Directions
Rewrite the items between the lines holding "Localize wooden table in the scene." and "[0,294,258,567]", inclusive, swapping "light wood surface" for "pale wooden surface" and keeping everything else unchanged.

Records
══════

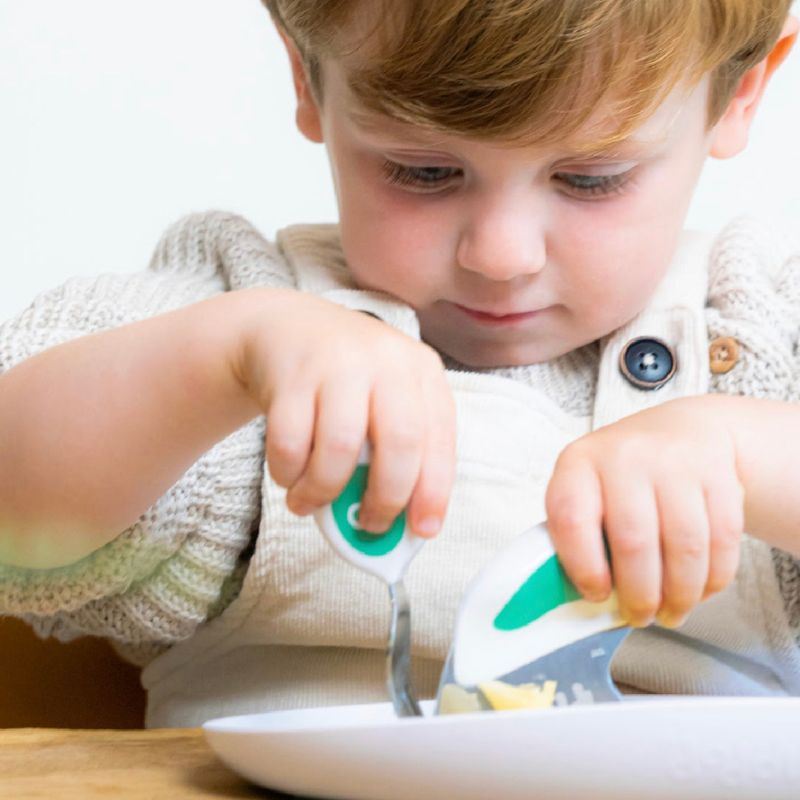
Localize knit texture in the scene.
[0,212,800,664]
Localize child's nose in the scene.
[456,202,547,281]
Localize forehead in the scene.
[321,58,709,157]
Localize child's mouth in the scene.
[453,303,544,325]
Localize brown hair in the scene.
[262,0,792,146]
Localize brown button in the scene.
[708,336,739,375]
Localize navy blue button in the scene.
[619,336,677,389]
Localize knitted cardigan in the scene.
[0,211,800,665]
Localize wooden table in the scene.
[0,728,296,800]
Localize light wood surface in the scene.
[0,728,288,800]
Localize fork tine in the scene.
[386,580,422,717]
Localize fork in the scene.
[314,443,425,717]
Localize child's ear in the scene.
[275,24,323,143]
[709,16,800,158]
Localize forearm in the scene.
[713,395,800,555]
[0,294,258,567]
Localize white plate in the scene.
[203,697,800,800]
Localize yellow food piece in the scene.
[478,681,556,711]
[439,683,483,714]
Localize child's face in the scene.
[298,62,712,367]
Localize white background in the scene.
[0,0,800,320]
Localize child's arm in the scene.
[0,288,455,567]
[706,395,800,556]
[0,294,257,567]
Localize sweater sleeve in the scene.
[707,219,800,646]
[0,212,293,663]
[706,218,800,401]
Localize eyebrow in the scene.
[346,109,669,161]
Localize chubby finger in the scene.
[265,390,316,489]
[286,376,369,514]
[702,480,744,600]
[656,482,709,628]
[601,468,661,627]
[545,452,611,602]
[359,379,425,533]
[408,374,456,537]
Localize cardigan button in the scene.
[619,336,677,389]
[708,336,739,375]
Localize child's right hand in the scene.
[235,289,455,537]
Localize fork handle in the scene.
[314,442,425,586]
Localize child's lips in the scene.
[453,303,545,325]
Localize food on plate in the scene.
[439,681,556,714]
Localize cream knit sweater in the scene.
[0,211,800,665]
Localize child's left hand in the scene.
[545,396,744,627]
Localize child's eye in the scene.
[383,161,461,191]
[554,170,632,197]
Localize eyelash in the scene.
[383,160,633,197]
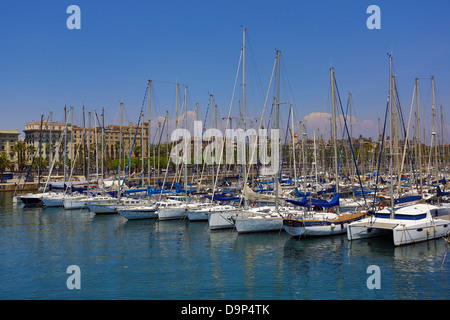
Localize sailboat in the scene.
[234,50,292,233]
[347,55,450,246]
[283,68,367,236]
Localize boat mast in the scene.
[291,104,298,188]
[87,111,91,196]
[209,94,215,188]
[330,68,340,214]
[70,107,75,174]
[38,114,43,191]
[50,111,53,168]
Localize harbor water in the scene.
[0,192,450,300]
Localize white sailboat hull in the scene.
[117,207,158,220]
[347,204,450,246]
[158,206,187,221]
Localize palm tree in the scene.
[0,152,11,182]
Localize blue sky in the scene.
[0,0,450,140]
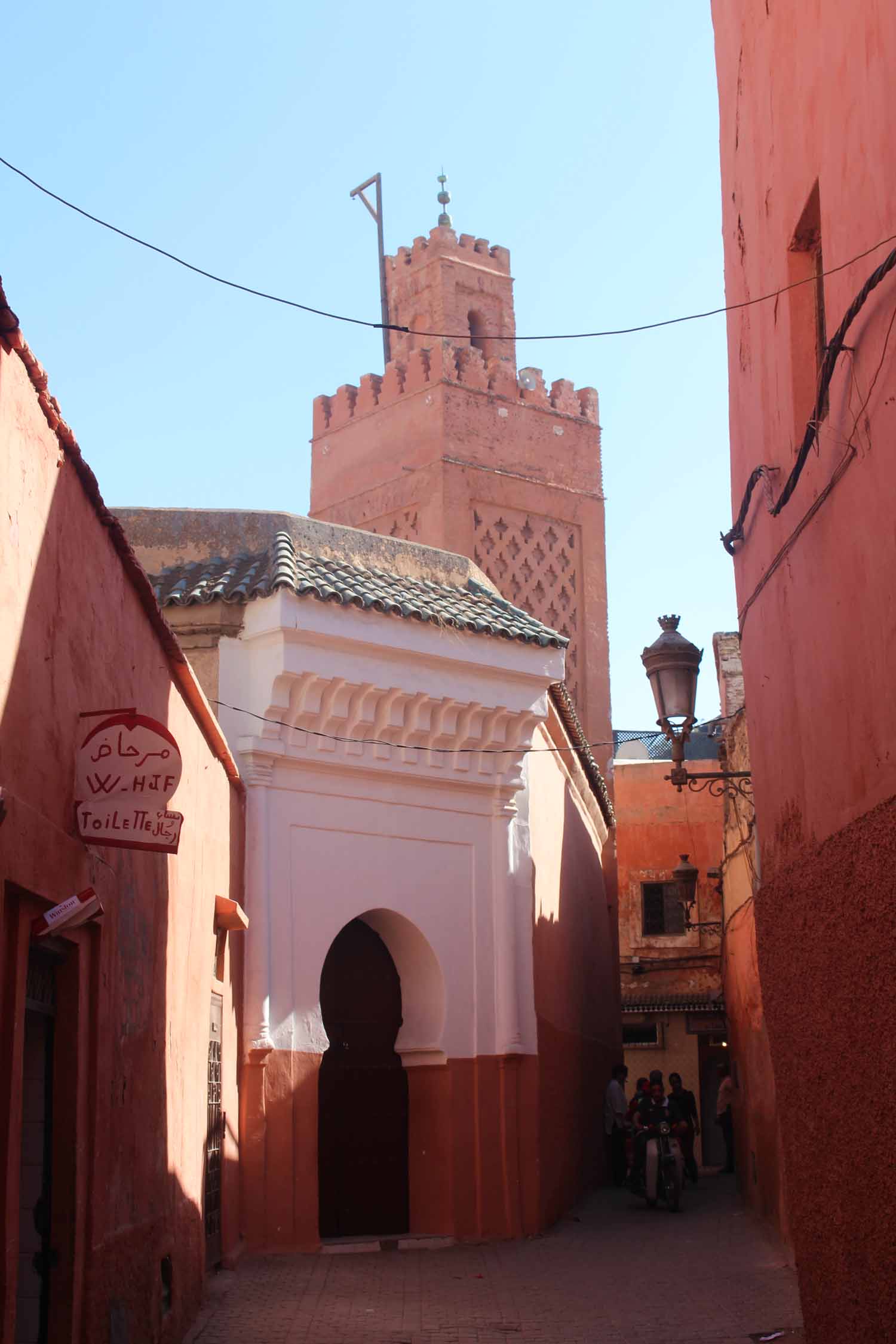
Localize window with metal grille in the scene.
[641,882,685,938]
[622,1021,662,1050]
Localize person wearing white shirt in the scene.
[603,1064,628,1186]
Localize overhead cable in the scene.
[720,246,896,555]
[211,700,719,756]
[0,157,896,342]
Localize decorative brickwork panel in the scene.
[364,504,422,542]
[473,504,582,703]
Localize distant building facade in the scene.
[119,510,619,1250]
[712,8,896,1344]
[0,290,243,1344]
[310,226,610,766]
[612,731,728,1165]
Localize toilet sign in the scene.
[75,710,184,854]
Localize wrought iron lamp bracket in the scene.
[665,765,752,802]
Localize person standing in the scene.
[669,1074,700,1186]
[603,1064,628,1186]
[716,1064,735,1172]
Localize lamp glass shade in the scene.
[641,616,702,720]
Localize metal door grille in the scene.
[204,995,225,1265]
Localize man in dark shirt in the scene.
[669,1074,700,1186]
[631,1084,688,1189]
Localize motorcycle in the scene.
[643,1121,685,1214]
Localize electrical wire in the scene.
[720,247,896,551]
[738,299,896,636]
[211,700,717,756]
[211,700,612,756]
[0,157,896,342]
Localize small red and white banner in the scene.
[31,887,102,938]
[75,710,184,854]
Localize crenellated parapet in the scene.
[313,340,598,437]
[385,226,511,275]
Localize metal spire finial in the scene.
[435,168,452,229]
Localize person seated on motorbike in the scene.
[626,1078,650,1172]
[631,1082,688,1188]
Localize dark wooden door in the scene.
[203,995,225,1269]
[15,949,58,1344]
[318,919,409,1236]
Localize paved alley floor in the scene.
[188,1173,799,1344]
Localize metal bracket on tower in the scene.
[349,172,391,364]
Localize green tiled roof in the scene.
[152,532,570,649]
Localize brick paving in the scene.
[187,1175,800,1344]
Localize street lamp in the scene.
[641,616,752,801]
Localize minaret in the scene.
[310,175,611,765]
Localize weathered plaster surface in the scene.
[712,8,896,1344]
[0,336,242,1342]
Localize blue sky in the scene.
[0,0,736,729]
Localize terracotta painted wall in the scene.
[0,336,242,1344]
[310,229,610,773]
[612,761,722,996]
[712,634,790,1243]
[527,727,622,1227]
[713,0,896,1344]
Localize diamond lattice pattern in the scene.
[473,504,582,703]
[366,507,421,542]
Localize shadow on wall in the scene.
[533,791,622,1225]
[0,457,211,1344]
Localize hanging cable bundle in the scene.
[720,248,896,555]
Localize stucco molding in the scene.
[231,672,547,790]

══════

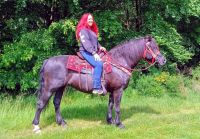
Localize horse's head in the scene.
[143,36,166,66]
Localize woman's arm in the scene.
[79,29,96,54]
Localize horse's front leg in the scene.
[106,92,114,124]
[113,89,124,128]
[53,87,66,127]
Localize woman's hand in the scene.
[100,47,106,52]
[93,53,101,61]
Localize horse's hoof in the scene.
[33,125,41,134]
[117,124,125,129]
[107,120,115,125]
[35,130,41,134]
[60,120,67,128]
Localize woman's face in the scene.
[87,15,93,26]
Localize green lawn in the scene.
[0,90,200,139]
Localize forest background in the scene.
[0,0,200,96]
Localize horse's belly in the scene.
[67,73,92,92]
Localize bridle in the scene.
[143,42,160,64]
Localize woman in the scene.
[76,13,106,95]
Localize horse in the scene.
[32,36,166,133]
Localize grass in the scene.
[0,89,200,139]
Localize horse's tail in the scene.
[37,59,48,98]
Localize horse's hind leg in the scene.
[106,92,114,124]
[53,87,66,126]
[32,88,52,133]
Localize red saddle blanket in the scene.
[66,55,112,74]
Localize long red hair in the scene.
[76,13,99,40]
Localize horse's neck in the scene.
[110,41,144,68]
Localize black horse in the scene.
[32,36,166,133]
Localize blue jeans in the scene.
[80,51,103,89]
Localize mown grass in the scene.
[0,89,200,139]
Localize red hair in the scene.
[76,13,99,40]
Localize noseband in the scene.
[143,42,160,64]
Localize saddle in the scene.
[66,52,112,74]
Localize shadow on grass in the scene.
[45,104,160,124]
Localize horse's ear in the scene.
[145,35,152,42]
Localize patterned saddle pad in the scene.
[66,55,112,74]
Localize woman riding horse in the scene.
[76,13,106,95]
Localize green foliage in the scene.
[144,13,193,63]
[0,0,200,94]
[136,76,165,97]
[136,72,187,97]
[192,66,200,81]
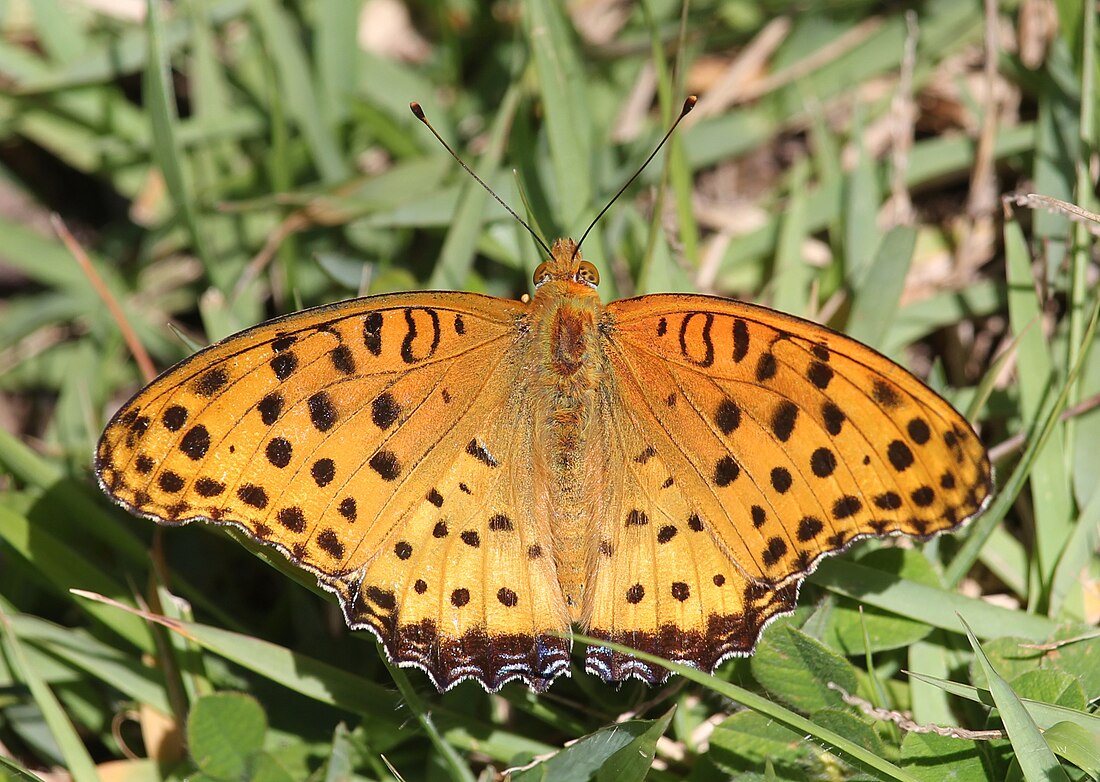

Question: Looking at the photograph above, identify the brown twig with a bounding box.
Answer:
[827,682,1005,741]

══════

Worked solution
Localize wooden table in the scene.
[0,728,296,800]
Localize pale wooden surface in the scene.
[0,728,288,800]
Localize fork tine in the scene.
[386,580,422,717]
Localize fork in the scene.
[314,443,425,717]
Localize child's ear in the scene.
[275,24,323,143]
[709,16,800,158]
Localize forearm in the scene.
[713,395,800,555]
[0,294,258,567]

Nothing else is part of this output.